*JOB*
Reproduce all the records below, swapping "Segment" for "Outline" throughout and leaving everything else unchanged.

*RECORDS FOR THIS TASK*
++++++++++++++++++++

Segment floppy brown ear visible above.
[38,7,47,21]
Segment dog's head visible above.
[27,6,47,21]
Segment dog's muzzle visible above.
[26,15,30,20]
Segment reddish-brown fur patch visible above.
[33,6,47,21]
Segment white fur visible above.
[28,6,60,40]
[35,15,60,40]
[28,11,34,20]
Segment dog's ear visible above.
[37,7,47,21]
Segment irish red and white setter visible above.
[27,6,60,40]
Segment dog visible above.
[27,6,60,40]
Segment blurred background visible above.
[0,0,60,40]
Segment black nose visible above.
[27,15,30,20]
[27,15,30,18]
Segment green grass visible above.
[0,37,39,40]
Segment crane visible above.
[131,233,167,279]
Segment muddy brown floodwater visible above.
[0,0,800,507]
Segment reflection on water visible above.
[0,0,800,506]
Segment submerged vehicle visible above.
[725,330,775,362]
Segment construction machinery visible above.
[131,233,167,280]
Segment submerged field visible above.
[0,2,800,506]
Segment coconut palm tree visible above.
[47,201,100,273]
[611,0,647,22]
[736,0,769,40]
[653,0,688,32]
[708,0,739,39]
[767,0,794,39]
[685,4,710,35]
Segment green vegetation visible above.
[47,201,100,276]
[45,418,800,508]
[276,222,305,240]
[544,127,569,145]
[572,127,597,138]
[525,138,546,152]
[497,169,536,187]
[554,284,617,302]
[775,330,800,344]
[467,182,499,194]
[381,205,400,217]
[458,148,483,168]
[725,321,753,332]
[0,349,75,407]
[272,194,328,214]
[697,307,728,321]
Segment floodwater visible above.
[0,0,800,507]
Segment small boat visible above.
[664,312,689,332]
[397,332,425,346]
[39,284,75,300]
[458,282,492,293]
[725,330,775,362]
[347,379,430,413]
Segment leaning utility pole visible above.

++++++++++++++++++++

*RIGHT ANSWER*
Outline floppy brown ear visible above.
[38,7,47,21]
Outline dog's head visible above.
[27,6,47,21]
Outline dog's muzzle visible above.
[26,15,30,20]
Outline reddish-brown fur patch visible above.
[33,6,47,21]
Outline white fur visible above.
[28,6,60,40]
[35,15,60,40]
[28,11,34,20]
Outline dog's ear visible above.
[37,7,47,21]
Outline irish red and white setter visible above.
[27,6,60,40]
Outline dog visible above.
[27,6,60,40]
Outline blurred background visible above.
[0,0,60,40]
Outline black nose visible above.
[27,15,30,20]
[27,15,30,18]
Outline green grass visible above.
[0,37,39,40]
Outline crane visible above.
[131,233,167,279]
Outline muddy brown floodwater visible above.
[0,0,800,507]
Outline reflection on water visible above.
[0,0,800,506]
Outline submerged vehicle visible above.
[725,330,775,362]
Outline construction machinery visible above.
[131,233,167,280]
Outline submerged field visible above.
[0,2,800,506]
Outline coconut palm tree visible above.
[47,201,100,273]
[611,0,647,22]
[736,0,769,40]
[653,0,688,32]
[708,0,739,39]
[767,0,794,39]
[685,4,710,35]
Outline green vegetation visible above.
[47,201,100,276]
[45,418,800,508]
[276,222,305,240]
[544,127,569,145]
[572,127,597,138]
[525,138,546,152]
[497,169,536,187]
[554,284,617,302]
[775,330,800,344]
[467,182,499,194]
[381,205,400,217]
[458,148,483,168]
[725,321,753,332]
[0,349,75,407]
[272,194,328,214]
[697,307,728,321]
Outline floodwater visible above.
[0,0,800,507]
Outline small boat visible above.
[664,312,689,332]
[397,332,425,346]
[39,284,75,300]
[458,282,492,293]
[725,330,775,362]
[347,379,430,413]
Outline leaning utility pole visible above.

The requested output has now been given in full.